═══ Text under study ═══
Lemnos island is located in the northeast of the country, in the Aegean sea, and is the 8th largest island of Greece. Lemnos has been historically known under the names or adjectives “Anemoessa” (the island of the wines), “Aethalia” (the island of volcano ashes), “Pyroessa” (the volcanic island), “Ampeloessa” (the island of vines), “Dipolis” (the island with two cities), and more.
It is known for its association with Hephaestus, the ancient Greek god of fire, volcanoes, and metallurgy, and is a volcanic island with impressive lava formations. It is also known for its production of wine (with three PDO appellations), cheese (mainly “Kalathaki of Lemnos”), wheat, and honey. As opposed to other Greek islands, Lemnos has no mountains of high altitude and is rather flat, which favors production of meat and wheat. One more interesting fact about Lemnos is its abundance of churches (most per capita in Greece, which is partially explained by its association with mount Athos), and of defensive castles. Lemnos served as the hub and point of attack during the Trojan war, due to its strategic position and food production.
Since ancient times, Lemnos has also been known for “Lemnia Gi”, a therapeutic sulphuric soil that was extracted in a ceremonial manner from a specific location, which was the first packaged and branded medicine. Its healing properties have been recorded in detail, and it is said that clay vessels made from it neutralized any poison, thus used by kings of that time. The spring of Limnia Gi has been lost, although recent research and efforts have made progress at unearthing its location and extraction practices.
═══ Exercise data ═══
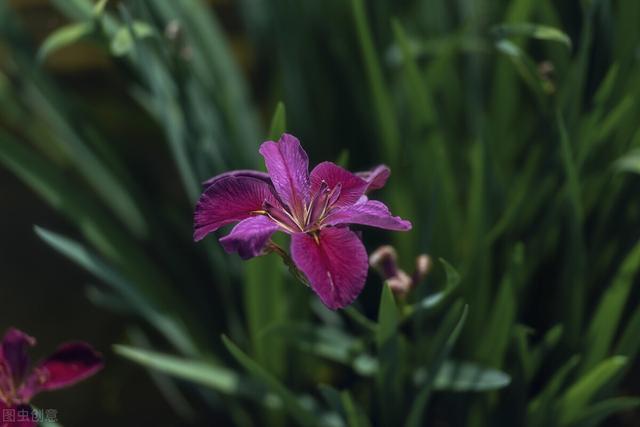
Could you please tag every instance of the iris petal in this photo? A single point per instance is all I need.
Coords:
(249, 236)
(376, 178)
(335, 263)
(288, 167)
(230, 199)
(352, 186)
(14, 353)
(367, 212)
(71, 363)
═══
> **Problems to work on**:
A) From the Lemnos text, set down the passage that begins at the words "Since ancient times, Lemnos" and stops after "and extraction practices.", copying it word for word.
B) Render this sentence from the Lemnos text into Spanish: "Lemnos served as the hub and point of attack during the Trojan war, due to its strategic position and food production."

> **Numbered responses**:
A)
Since ancient times, Lemnos has also been known for “Lemnia Gi”, a therapeutic sulphuric soil that was extracted in a ceremonial manner from a specific location, which was the first packaged and branded medicine. Its healing properties have been recorded in detail, and it is said that clay vessels made from it neutralized any poison, thus used by kings of that time. The spring of Limnia Gi has been lost, although recent research and efforts have made progress at unearthing its location and extraction practices.

B) Lemnos sirvió como centro y punto de ataque durante la guerra de Troya, debido a su posición estratégica y a su producción de alimentos.